What this task involves:
In your copy, each record should read exactly as it does below, and no pictures should be present.
───── Records for this task
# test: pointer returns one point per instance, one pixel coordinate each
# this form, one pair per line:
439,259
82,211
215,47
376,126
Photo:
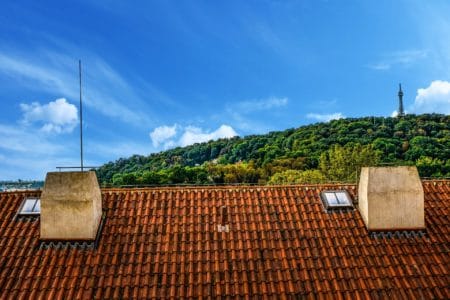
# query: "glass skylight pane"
37,207
342,198
331,198
28,205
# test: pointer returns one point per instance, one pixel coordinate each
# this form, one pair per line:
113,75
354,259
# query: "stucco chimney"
391,198
71,206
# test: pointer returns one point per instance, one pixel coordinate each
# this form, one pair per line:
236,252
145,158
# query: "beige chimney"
71,206
391,198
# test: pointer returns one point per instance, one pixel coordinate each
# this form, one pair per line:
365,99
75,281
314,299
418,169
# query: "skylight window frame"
330,206
34,211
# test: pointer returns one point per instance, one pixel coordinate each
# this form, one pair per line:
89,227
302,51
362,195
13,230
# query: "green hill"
332,151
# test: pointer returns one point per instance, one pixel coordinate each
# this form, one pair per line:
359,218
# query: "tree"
299,177
344,163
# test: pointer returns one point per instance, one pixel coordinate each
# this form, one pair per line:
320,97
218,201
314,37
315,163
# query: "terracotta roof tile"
164,242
──────────
Task solution:
# test: pointer returns one point per instance, one pixel coordinate each
# this form, one pair per line:
439,259
82,211
215,47
376,126
Photo:
# query: "glass skylight pane"
37,207
342,198
331,198
28,205
# test: pointer returns one point per instance, one pixel coordinate each
# this form, one pair per line:
113,75
354,259
# query: "stucco chimney"
391,198
71,206
# test: pointer returns one point per instance, one pixel coordinate each
# this form, one pair per line:
236,252
145,158
# query: "beige chimney"
71,206
391,198
# test: pointer returns one point per instance, one pixel coordinate each
# this form, one pair per line:
365,99
75,281
314,299
418,169
# query: "skylight window frame"
330,206
34,211
# test: pointer returns one point per instance, one pixel coordinate each
# this form, one pair per line:
89,227
302,51
362,195
13,230
# query: "green hill"
332,151
# test: pointer returns one point per instance, one pixel coordinate each
# this form, one pair per line:
359,218
# query: "tree"
299,177
344,163
# test: pointer returns one point per instance, one pixel coordinate each
# this form, one pair per line:
320,97
218,201
314,37
315,163
# query: "terracotta roof tile"
164,242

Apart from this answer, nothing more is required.